CHALLENGES:
**a)** Please say whether each statement agrees with the offer letter, answering yes or no and quoting the deciding words. (i) The offer expires at 5:00 p.m. New York City time on September 26, 2013, unless extended. (ii) Hackett is a Delaware corporation. (iii) Sellers receive interest on the purchase price.
**b)** Answer these questions from the offer letter.
(i) What date does the letter carry?
(ii) What is the lowest price per share Hackett will pay?
(iii) What is the par value of the shares?

SUPPLIED TEXT:

• • •

EX-99.(A)(1)(V) 6 d588521dex99a1v.htm EX-99.(A)(1)(V) EX-99.(a)(1)(v)

Exhibit (a)(1)(v)

Offer to Purchase for Cash

by

The Hackett Group, Inc.

of

Up to $35.75 Million in Value of Shares of Its Common Stock

At a Purchase Price Not Greater than $6.50 per Share

Nor Less than $5.75 per Share

 

THE OFFER, PRORATION PERIOD AND WITHDRAWAL RIGHTS WILL EXPIRE AT 5:00 P.M., NEW YORK CITY TIME, ON SEPTEMBER 26, 2013, UNLESS THE OFFER IS EXTENDED (SUCH DATE AND TIME, AS THEY MAY BE EXTENDED, THE “EXPIRATION DATE”).

August 28, 2013

To Our Clients:

Enclosed for your consideration are the Offer to Purchase, dated August 28, 2013 (the “Offer to Purchase”), and Letter of Transmittal (which together, as they may be amended or supplemented from time to time, constitute the “Offer”) in connection with the offer by The Hackett Group, Inc., a Florida corporation (“Hackett”), to purchase for cash up to $35.75 million in value of shares of its common stock, par value $0.001 per share (the “Shares”), at a price not greater than $6.50 nor less than $5.75 per Share, to the seller in cash, less any applicable withholding taxes and without interest, upon the terms and subject to the conditions set forth in the Offer to Purchase and the Letter of Transmittal. Capitalized terms used herein and not defined herein shall have the meanings given to them in the Offer to Purchase. The description of the Offer in this letter is only a summary and is qualified by all of the terms and conditions of the Offer set forth in the Offer to Purchase and Letter of Transmittal.

• • •

(Collection entries)
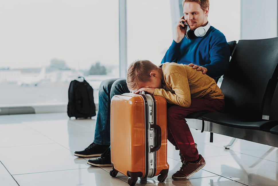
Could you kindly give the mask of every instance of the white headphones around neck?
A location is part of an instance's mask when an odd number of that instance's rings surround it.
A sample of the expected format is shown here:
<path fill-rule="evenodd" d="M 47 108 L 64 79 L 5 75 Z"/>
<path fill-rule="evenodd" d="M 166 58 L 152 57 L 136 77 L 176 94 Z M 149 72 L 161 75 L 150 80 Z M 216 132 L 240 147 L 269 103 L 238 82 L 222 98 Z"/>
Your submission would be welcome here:
<path fill-rule="evenodd" d="M 194 30 L 190 30 L 189 27 L 188 26 L 185 36 L 187 39 L 193 39 L 195 36 L 202 37 L 205 35 L 210 27 L 210 24 L 208 22 L 205 26 L 199 27 Z"/>

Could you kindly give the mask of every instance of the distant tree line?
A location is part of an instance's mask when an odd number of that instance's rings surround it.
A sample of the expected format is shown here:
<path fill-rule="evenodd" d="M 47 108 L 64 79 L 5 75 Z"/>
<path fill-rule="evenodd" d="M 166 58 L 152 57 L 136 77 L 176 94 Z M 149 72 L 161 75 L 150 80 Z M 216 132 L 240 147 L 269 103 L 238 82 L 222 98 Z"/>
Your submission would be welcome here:
<path fill-rule="evenodd" d="M 94 65 L 92 65 L 89 70 L 89 75 L 106 75 L 107 74 L 105 67 L 100 65 L 100 63 L 97 62 Z"/>
<path fill-rule="evenodd" d="M 50 60 L 50 65 L 48 68 L 48 71 L 53 71 L 57 70 L 70 70 L 71 69 L 66 64 L 66 62 L 62 60 L 57 58 L 52 59 Z M 91 66 L 90 70 L 84 73 L 84 75 L 106 75 L 107 72 L 106 68 L 100 65 L 99 61 L 97 62 L 94 65 Z"/>

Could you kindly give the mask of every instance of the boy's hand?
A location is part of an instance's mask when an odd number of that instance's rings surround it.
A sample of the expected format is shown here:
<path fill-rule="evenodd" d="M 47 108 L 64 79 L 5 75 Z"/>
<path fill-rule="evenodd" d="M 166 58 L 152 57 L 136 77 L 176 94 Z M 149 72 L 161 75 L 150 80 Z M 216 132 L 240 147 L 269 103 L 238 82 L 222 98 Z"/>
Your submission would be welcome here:
<path fill-rule="evenodd" d="M 154 90 L 155 90 L 155 88 L 141 88 L 134 92 L 135 94 L 138 94 L 140 93 L 140 92 L 142 91 L 144 91 L 145 92 L 150 94 L 151 94 L 153 95 L 154 93 Z"/>
<path fill-rule="evenodd" d="M 206 74 L 207 72 L 207 69 L 206 68 L 203 66 L 194 65 L 193 63 L 190 63 L 188 65 L 188 66 L 192 67 L 194 69 L 196 69 L 197 71 L 201 71 L 204 74 Z"/>

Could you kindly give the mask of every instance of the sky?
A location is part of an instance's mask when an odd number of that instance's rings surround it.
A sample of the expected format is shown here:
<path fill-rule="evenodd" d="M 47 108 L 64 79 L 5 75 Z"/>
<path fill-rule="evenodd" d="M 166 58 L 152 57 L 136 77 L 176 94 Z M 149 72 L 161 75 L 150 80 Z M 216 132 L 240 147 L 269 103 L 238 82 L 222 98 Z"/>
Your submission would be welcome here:
<path fill-rule="evenodd" d="M 127 0 L 128 63 L 138 59 L 160 63 L 173 39 L 173 0 Z M 209 20 L 225 35 L 228 33 L 228 41 L 239 39 L 240 1 L 210 1 Z M 89 69 L 97 61 L 118 65 L 118 2 L 1 1 L 0 68 L 41 67 L 54 58 L 77 69 Z M 232 27 L 235 31 L 230 31 L 227 18 L 235 22 Z"/>

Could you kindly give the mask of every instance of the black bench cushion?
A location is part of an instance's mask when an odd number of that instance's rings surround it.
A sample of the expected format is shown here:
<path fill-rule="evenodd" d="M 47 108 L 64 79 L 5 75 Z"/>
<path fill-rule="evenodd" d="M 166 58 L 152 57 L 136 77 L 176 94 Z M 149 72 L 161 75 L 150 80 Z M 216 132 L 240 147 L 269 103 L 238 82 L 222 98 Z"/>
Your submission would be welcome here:
<path fill-rule="evenodd" d="M 261 118 L 269 82 L 278 75 L 277 48 L 278 37 L 239 41 L 220 88 L 224 112 Z"/>
<path fill-rule="evenodd" d="M 242 118 L 231 114 L 220 112 L 212 112 L 201 117 L 205 121 L 236 128 L 252 129 L 269 131 L 270 129 L 278 125 L 278 121 L 262 120 L 247 121 Z"/>
<path fill-rule="evenodd" d="M 270 132 L 273 134 L 278 134 L 278 125 L 275 126 L 271 129 Z"/>
<path fill-rule="evenodd" d="M 207 113 L 211 112 L 210 111 L 200 111 L 193 112 L 186 116 L 185 118 L 189 119 L 201 119 L 201 117 L 202 116 Z"/>

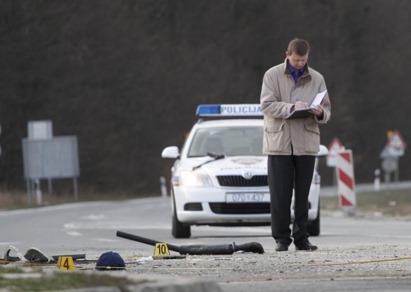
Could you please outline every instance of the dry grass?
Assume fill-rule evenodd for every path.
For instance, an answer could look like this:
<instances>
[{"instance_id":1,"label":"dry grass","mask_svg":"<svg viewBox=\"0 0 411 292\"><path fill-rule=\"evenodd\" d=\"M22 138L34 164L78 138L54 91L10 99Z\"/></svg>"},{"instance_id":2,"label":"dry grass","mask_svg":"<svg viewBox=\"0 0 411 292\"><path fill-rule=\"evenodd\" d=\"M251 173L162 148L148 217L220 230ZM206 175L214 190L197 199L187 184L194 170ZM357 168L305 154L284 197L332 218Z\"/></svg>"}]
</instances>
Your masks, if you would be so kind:
<instances>
[{"instance_id":1,"label":"dry grass","mask_svg":"<svg viewBox=\"0 0 411 292\"><path fill-rule=\"evenodd\" d=\"M411 189L364 192L356 195L355 210L364 212L381 212L387 216L411 215ZM338 197L321 198L321 208L340 208Z\"/></svg>"},{"instance_id":2,"label":"dry grass","mask_svg":"<svg viewBox=\"0 0 411 292\"><path fill-rule=\"evenodd\" d=\"M33 194L32 197L31 204L30 204L27 193L22 191L0 191L0 211L38 207L35 195ZM42 197L41 206L51 206L76 202L72 193L49 194L46 192L42 194ZM123 200L136 197L138 197L133 194L124 193L80 193L78 195L78 202Z\"/></svg>"}]
</instances>

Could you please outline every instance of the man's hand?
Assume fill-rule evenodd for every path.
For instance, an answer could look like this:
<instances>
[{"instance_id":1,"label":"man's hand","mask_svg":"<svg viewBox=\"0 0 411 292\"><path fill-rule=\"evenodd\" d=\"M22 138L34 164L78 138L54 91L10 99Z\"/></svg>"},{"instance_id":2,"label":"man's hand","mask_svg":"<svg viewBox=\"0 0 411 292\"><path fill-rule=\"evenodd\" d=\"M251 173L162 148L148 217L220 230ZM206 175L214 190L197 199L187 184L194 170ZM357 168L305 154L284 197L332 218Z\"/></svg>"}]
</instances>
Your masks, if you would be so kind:
<instances>
[{"instance_id":1,"label":"man's hand","mask_svg":"<svg viewBox=\"0 0 411 292\"><path fill-rule=\"evenodd\" d=\"M295 103L295 104L296 105L297 104ZM314 114L317 117L322 116L324 111L324 108L323 107L323 106L321 104L316 104L315 105L315 107L317 108L316 110L311 108L308 111L308 112L311 113L311 114Z\"/></svg>"},{"instance_id":2,"label":"man's hand","mask_svg":"<svg viewBox=\"0 0 411 292\"><path fill-rule=\"evenodd\" d=\"M303 101L300 101L299 100L296 101L295 104L294 105L295 110L298 110L298 108L304 108L304 107L307 107L307 106L308 106L308 103Z\"/></svg>"}]
</instances>

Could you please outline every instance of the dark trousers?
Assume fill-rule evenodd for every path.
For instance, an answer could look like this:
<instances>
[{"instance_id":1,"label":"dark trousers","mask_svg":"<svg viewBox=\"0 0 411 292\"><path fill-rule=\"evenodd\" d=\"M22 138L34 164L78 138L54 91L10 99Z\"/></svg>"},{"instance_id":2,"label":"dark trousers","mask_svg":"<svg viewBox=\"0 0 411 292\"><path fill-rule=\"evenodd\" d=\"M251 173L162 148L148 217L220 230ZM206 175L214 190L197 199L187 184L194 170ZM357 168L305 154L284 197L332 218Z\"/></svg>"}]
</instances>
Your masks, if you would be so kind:
<instances>
[{"instance_id":1,"label":"dark trousers","mask_svg":"<svg viewBox=\"0 0 411 292\"><path fill-rule=\"evenodd\" d=\"M315 157L311 155L268 155L268 186L271 206L271 233L277 243L289 245L291 230L290 208L294 189L292 236L296 244L307 240L308 194Z\"/></svg>"}]
</instances>

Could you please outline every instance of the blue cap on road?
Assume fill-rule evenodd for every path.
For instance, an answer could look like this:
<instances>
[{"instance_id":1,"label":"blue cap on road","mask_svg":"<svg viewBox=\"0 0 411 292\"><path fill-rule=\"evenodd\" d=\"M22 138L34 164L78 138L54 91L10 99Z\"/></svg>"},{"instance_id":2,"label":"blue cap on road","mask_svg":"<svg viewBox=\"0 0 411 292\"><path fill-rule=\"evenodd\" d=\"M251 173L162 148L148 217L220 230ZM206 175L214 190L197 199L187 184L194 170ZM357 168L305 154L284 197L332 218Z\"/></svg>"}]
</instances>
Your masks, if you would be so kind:
<instances>
[{"instance_id":1,"label":"blue cap on road","mask_svg":"<svg viewBox=\"0 0 411 292\"><path fill-rule=\"evenodd\" d=\"M96 269L99 270L122 270L125 268L124 261L120 254L113 251L103 253L96 264Z\"/></svg>"}]
</instances>

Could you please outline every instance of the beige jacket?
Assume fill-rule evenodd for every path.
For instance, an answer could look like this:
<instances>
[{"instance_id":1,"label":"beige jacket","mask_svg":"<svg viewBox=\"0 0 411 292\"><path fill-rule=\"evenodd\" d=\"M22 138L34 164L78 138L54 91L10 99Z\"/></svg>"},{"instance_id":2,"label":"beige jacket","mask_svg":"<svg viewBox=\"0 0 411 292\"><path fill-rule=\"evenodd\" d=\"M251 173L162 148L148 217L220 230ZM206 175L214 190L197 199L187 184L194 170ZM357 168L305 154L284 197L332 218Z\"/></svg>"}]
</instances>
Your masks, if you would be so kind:
<instances>
[{"instance_id":1,"label":"beige jacket","mask_svg":"<svg viewBox=\"0 0 411 292\"><path fill-rule=\"evenodd\" d=\"M285 119L297 99L311 104L315 95L326 90L324 77L306 65L296 84L283 64L266 72L260 102L264 114L263 152L271 155L315 155L320 150L319 123L325 123L331 116L328 94L323 100L323 118L312 115L308 118Z\"/></svg>"}]
</instances>

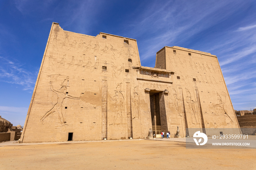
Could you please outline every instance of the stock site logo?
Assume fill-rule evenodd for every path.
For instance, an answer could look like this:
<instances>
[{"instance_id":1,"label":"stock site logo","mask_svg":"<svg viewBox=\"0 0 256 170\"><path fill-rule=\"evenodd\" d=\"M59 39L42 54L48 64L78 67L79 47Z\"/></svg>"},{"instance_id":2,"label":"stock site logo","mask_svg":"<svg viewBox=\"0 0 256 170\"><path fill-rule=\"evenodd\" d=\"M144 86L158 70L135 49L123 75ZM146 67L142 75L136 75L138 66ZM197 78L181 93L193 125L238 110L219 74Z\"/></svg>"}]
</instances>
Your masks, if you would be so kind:
<instances>
[{"instance_id":1,"label":"stock site logo","mask_svg":"<svg viewBox=\"0 0 256 170\"><path fill-rule=\"evenodd\" d=\"M203 133L200 132L200 131L197 131L194 134L194 135L193 136L193 138L201 138L198 140L198 142L197 142L197 140L196 140L196 138L193 138L194 140L195 140L195 142L196 144L196 145L199 145L199 144L200 145L203 145L206 143L206 142L207 142L207 141L208 140L208 138L207 137L206 135ZM200 142L201 142L202 140L202 138L203 138L204 139L204 142L202 143L200 143Z\"/></svg>"}]
</instances>

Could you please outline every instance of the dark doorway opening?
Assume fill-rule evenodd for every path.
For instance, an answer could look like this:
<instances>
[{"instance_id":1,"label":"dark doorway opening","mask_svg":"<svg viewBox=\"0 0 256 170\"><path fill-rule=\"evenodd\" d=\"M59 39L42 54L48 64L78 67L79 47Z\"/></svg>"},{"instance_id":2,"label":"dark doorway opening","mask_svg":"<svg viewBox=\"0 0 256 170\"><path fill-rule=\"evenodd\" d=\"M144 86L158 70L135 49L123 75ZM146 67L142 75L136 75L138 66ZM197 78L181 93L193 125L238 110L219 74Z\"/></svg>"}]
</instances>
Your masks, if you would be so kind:
<instances>
[{"instance_id":1,"label":"dark doorway opening","mask_svg":"<svg viewBox=\"0 0 256 170\"><path fill-rule=\"evenodd\" d=\"M149 95L153 134L161 134L162 131L166 134L168 127L164 93L162 91L151 90Z\"/></svg>"},{"instance_id":2,"label":"dark doorway opening","mask_svg":"<svg viewBox=\"0 0 256 170\"><path fill-rule=\"evenodd\" d=\"M68 133L68 141L71 141L73 140L73 132Z\"/></svg>"}]
</instances>

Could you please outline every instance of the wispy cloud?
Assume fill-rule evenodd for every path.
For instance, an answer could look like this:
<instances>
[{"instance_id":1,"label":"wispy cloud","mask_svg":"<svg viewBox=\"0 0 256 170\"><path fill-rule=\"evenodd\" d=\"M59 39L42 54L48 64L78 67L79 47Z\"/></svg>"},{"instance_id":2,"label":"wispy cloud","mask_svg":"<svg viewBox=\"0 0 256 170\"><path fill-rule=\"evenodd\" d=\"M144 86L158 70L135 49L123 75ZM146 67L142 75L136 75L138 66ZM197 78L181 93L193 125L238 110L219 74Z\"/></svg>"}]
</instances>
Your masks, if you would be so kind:
<instances>
[{"instance_id":1,"label":"wispy cloud","mask_svg":"<svg viewBox=\"0 0 256 170\"><path fill-rule=\"evenodd\" d=\"M28 108L24 107L14 107L0 106L0 115L2 117L10 121L14 125L18 124L24 125Z\"/></svg>"},{"instance_id":2,"label":"wispy cloud","mask_svg":"<svg viewBox=\"0 0 256 170\"><path fill-rule=\"evenodd\" d=\"M240 27L238 28L237 31L245 31L248 30L250 30L254 28L256 28L256 24L252 26L247 26L245 27Z\"/></svg>"},{"instance_id":3,"label":"wispy cloud","mask_svg":"<svg viewBox=\"0 0 256 170\"><path fill-rule=\"evenodd\" d=\"M34 89L36 74L22 68L18 62L0 56L0 81L21 85L23 90Z\"/></svg>"}]
</instances>

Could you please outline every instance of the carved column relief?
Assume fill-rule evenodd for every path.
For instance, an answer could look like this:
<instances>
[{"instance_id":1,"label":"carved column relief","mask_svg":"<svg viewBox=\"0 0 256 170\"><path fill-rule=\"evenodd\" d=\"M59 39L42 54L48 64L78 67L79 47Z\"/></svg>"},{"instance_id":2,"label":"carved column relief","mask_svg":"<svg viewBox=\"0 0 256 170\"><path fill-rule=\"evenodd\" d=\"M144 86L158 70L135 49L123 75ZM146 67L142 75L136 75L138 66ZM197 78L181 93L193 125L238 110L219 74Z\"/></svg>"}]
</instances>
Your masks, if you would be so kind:
<instances>
[{"instance_id":1,"label":"carved column relief","mask_svg":"<svg viewBox=\"0 0 256 170\"><path fill-rule=\"evenodd\" d=\"M185 109L185 105L184 104L184 99L183 98L183 93L181 88L178 88L178 96L179 99L179 104L180 105L180 111L183 117L183 122L185 122L185 127L182 127L183 133L185 132L186 136L189 135L188 131L187 131L188 128L188 122L187 119L187 115L186 115L186 111Z\"/></svg>"},{"instance_id":2,"label":"carved column relief","mask_svg":"<svg viewBox=\"0 0 256 170\"><path fill-rule=\"evenodd\" d=\"M128 138L132 138L132 121L131 100L130 83L126 83L126 105L127 109L127 132Z\"/></svg>"},{"instance_id":3,"label":"carved column relief","mask_svg":"<svg viewBox=\"0 0 256 170\"><path fill-rule=\"evenodd\" d=\"M107 98L108 88L107 81L102 80L102 109L101 109L101 138L107 138L108 126L107 125Z\"/></svg>"},{"instance_id":4,"label":"carved column relief","mask_svg":"<svg viewBox=\"0 0 256 170\"><path fill-rule=\"evenodd\" d=\"M197 110L200 111L200 121L201 121L200 125L200 128L203 128L203 132L205 134L206 134L205 130L205 126L204 126L204 118L203 116L203 112L202 112L202 108L201 106L201 103L200 102L200 98L199 96L199 92L198 90L195 90L196 95L196 101L197 101ZM198 114L199 116L199 114Z\"/></svg>"}]
</instances>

• • •

OUTPUTS:
**a)**
(i) Yes: "WILL EXPIRE AT 5:00 P.M., NEW YORK CITY TIME, ON SEPTEMBER 26, 2013, UNLESS THE OFFER IS EXTENDED"
(ii) No: "a Florida corporation"
(iii) No: "without interest"

**b)**
(i) August 28, 2013
(ii) $5.75 per share
(iii) $0.001 per share